→ **Saved data entries**:
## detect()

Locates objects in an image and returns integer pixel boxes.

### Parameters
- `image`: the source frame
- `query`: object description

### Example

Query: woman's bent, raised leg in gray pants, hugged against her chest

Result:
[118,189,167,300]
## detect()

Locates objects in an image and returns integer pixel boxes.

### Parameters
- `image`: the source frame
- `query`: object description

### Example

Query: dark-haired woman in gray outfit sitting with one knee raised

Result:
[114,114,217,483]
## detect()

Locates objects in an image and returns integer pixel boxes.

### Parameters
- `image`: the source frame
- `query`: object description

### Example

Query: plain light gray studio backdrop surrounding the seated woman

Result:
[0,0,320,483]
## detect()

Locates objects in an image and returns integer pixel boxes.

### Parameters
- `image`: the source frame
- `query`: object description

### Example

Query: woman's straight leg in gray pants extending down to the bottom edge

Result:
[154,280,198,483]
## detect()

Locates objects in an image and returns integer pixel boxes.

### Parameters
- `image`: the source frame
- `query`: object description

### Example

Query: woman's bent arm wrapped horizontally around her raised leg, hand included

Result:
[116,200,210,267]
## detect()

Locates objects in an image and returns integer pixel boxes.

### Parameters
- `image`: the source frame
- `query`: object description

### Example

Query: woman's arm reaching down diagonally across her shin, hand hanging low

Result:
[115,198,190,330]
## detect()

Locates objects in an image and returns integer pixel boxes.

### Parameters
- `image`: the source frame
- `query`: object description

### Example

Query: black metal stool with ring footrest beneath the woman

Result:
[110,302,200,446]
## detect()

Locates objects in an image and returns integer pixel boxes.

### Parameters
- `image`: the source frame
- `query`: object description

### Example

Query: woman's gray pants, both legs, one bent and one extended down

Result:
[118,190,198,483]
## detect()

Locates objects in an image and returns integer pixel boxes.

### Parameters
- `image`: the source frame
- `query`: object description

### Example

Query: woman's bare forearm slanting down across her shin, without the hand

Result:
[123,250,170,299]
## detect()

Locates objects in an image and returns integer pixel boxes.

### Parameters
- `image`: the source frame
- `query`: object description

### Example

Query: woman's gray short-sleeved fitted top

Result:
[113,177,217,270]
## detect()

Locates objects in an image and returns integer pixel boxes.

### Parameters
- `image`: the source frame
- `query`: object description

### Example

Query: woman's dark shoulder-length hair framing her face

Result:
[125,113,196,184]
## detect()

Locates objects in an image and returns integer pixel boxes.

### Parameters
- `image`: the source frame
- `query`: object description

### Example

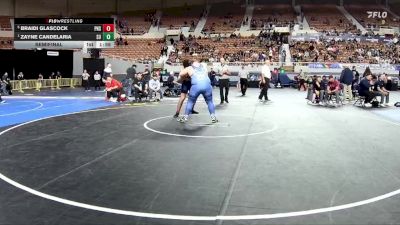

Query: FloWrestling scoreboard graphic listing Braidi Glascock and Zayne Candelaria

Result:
[14,18,115,49]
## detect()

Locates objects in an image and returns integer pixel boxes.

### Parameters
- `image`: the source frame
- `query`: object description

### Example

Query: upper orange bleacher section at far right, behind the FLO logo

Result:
[345,5,400,29]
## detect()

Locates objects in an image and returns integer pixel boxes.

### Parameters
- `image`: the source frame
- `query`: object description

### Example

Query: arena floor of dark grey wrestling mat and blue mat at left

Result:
[0,88,400,225]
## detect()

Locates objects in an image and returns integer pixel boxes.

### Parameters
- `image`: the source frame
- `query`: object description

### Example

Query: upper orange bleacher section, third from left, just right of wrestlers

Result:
[203,3,246,33]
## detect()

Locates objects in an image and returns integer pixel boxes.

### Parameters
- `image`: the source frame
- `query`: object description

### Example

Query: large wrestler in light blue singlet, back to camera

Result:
[180,63,217,123]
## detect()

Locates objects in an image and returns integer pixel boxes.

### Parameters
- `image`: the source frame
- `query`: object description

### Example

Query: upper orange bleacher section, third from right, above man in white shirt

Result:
[252,4,296,29]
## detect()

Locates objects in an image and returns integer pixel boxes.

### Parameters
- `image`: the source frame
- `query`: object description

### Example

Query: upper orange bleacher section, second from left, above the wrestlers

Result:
[160,5,205,30]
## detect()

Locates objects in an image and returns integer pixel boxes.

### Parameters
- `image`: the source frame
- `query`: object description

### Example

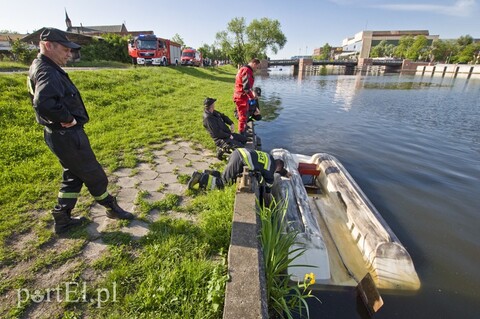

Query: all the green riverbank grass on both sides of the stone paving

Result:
[0,65,235,318]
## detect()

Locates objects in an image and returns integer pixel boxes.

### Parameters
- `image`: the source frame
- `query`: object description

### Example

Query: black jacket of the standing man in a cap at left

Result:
[28,53,89,130]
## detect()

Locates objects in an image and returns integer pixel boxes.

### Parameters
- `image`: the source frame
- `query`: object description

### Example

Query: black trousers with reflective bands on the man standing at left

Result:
[44,127,108,209]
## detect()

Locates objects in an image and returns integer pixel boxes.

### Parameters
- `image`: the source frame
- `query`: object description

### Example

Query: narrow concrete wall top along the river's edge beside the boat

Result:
[223,122,268,319]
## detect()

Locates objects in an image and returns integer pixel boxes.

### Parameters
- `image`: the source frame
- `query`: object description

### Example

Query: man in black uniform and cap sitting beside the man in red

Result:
[203,97,247,160]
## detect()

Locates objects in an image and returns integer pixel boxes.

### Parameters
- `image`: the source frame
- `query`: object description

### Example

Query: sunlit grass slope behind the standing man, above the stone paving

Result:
[0,68,234,245]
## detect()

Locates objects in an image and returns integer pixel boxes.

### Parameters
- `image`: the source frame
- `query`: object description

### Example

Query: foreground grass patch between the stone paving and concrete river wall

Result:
[90,187,235,318]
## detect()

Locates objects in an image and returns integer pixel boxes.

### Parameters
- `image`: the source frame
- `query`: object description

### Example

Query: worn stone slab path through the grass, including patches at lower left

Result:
[8,140,222,318]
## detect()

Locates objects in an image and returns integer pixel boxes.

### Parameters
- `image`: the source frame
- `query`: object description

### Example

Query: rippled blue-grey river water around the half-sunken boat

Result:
[255,70,480,318]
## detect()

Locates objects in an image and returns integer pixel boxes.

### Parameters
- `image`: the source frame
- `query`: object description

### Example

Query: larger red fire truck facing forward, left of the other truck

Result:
[128,34,181,65]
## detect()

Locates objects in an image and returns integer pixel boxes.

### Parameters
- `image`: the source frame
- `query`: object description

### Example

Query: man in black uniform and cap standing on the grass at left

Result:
[27,28,134,233]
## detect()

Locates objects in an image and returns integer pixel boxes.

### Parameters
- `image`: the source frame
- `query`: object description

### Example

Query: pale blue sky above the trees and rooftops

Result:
[0,0,480,58]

→ **Problem requirements**: Please retype the records above exactly, leaving every image out.

→ **Result of this exercise**:
## detect()

Locates objects in an image and returns integer pixel boxes.

### Parameters
- `image`: the source frame
- `query`: object description

### Example

Query: woman's bent, raised leg in gray pants, hugged against her chest

Result:
[118,189,167,300]
## detect()

Locates objects in an image and returns integer pixel boxes.

### Parameters
- `image`: the source frame
- `query`: object description

### Example

Query: dark-haired woman in gray outfit sitting with one knee raised

Result:
[114,114,217,483]
## detect()

Locates objects in an image and returns integer pixel boxes.

### Parameters
- `image`: the source frame
- `query`: object description

### Example

Query: plain light gray studio backdrop surrounding the seated woman

Result:
[0,0,320,483]
## detect()

Locates objects in an image and returns integer pixel boxes.

### Parameters
- `image`: the source frame
- `query`: object description

### Example

Query: woman's straight leg in gray pants extending down to the bottom edge

Result:
[154,280,198,483]
## detect()

Locates objects in an image and returns integer pixel boxes.

### Parameters
- `image`: the source frame
- `query`: object description

### Example

Query: woman's bent arm wrapped horizontally around her raised leg, hand included

Result:
[116,200,210,267]
## detect()

Locates objects in an image and returns integer pixel boxes.

### Parameters
- `image`: the source frame
- `query`: object description

### Example

Query: woman's arm reaching down diagonally across her shin, hand hanging low

Result:
[115,198,190,330]
## detect()

Locates objects in an image and returns integer pixel boxes.

### Parameters
- `image`: the source frame
- `query`: object description

### Example

Query: black metal stool with ring footrest beneath the woman

Result:
[110,302,200,446]
## detect()

Locates objects in an image and returns integer pixel boxes.

### Parameters
- `image`: the source frame
- `query`: object description

### Example

Query: woman's gray pants, both legs, one bent and one extended down

Result:
[118,190,198,483]
## detect()

Locates objects in an image and returns integer pixel boxes.

### Parameters
- `image`: the source frame
- `query`: object description

### Example

Query: woman's bare forearm slanting down across her shin, without the hand

Result:
[123,250,170,299]
## detect()

Locates objects in an image and returns integer pixel boxes.

### Parameters
- `image`: the source frame
- `query`: object description

### Example

Query: woman's gray short-sleeved fitted top

Result:
[113,177,217,270]
## detect()

Locates objects in an image and returns integer pixel boxes.

### Parameters
- `image`: the source frame
- `query`: object description

### Example

Query: woman's dark shoulder-length hair framing her face

Result:
[125,113,196,184]
## detect()

Locates objects in an image and returns integer pixel boxes.

### Parameters
- `image`: the source frame
- `query`: object description

### Example


Query: FloWrestling scoreboard graphic listing Braidi Glascock and Zayne Candelaria

Result:
[14,18,115,49]
## detect()

Locates objects in an image and returns integer pixel boxes.

### Parameters
- `image`: the source frame
- `query`: object description

### Example

Query: upper orange bleacher section at far right, behind the FLO logo

Result:
[345,5,400,29]
## detect()

Locates objects in an image and returns integer pixel boxes.

### Parameters
- `image`: the source frame
- `query`: object description

### Example

Query: arena floor of dark grey wrestling mat and blue mat at left

Result:
[0,88,400,225]
## detect()

Locates objects in an image and returns integer pixel boxes.

### Parameters
- `image`: the source frame
- `query`: object description

### Example

Query: upper orange bleacher section, third from left, just right of wrestlers

Result:
[203,3,246,33]
## detect()

Locates objects in an image and returns integer pixel boxes.

### Parameters
- `image`: the source frame
- `query`: object description

### Example

Query: large wrestler in light blue singlet, back to camera

Result:
[180,63,217,123]
## detect()

Locates objects in an image and returns integer pixel boxes.

### Parameters
- `image`: the source frame
- `query`: object description

### Example

Query: upper orange bleacher section, third from right, above man in white shirt

Result:
[252,4,296,29]
## detect()

Locates objects in an image and returns integer pixel boxes.

### Parameters
- `image`: the source frame
- `query`: object description

### Example

Query: upper orange bleacher section, second from left, above the wrestlers

Result:
[160,5,205,30]
## detect()

Locates objects in an image and returns integer pixel boxes.

### Parameters
- `image`: the source frame
- `query`: object description

### Example


Query: all the green riverbank grass on both sides of the stone paving

Result:
[0,65,235,318]
## detect()

Locates objects in an image and returns integer pixel boxes.

### Parameters
- `image`: the source frame
- `query`: object description

### Example

Query: black jacket of the standing man in a cap at left

Result:
[28,53,89,130]
## detect()

Locates objects in an image and returns integer pixel boxes.

### Parameters
- `image`: the source frame
- `query`: object description

### Example

Query: black trousers with reflective bands on the man standing at left

Result:
[44,127,108,209]
## detect()

Locates objects in an image and returns integer pixel boxes.

### Parameters
- `image`: the source frame
- `query`: object description

### Example

Query: narrow concrete wall top along the river's edge beside the boat

Result:
[223,122,268,319]
## detect()

Locates objects in an image and returns integer pixel boxes.

### Parameters
- `image`: the source frame
- `query`: object description

### Example

Query: man in black uniform and cap sitting beside the man in red

Result:
[203,97,247,160]
## detect()

Locates objects in an image and returns integer pixel boxes.

### Parameters
- `image`: the source frame
- `query`: object description

### Example

Query: sunlit grass slope behind the standing man, above the stone paving

Result:
[0,68,234,245]
## detect()

Locates objects in an image and returns integer pixel boxes.

### Parameters
- `image`: the source frame
- `query`: object description

### Example

Query: foreground grass patch between the stone paving and concrete river wall

Result:
[90,187,235,318]
## detect()

Locates objects in an image and returns integer pixel boxes.

### Parameters
- `image`: the source frame
- `query`: object description

### Example

Query: worn stone slab path through the grass, including patches at lower left

Result:
[8,140,222,318]
## detect()

Locates objects in an image and returns integer pixel boxes.

### Parameters
- `image`: the source frame
- `query`: object description

### Example

Query: rippled blue-grey river water around the half-sunken boat

Result:
[255,70,480,318]
## detect()

Locates objects in an image and returns integer pixel boxes.

### Parameters
- `image`: the source frame
- `query`: object description

### Example

Query: larger red fire truck facing forward, left of the other truck

Result:
[128,34,181,65]
## detect()

Locates objects in an image and returns integer pixel boxes.

### Parameters
- `image`: the source frame
- `query`: object description

### Example

Query: man in black uniform and cap standing on the grass at left

Result:
[27,28,134,233]
## detect()

Locates objects in an image and returns integer pixel boxes.

### Parameters
- `image`: the source frame
- `query`: object description

### Example

Query: pale blue sky above the trees and rooftops

Result:
[0,0,480,58]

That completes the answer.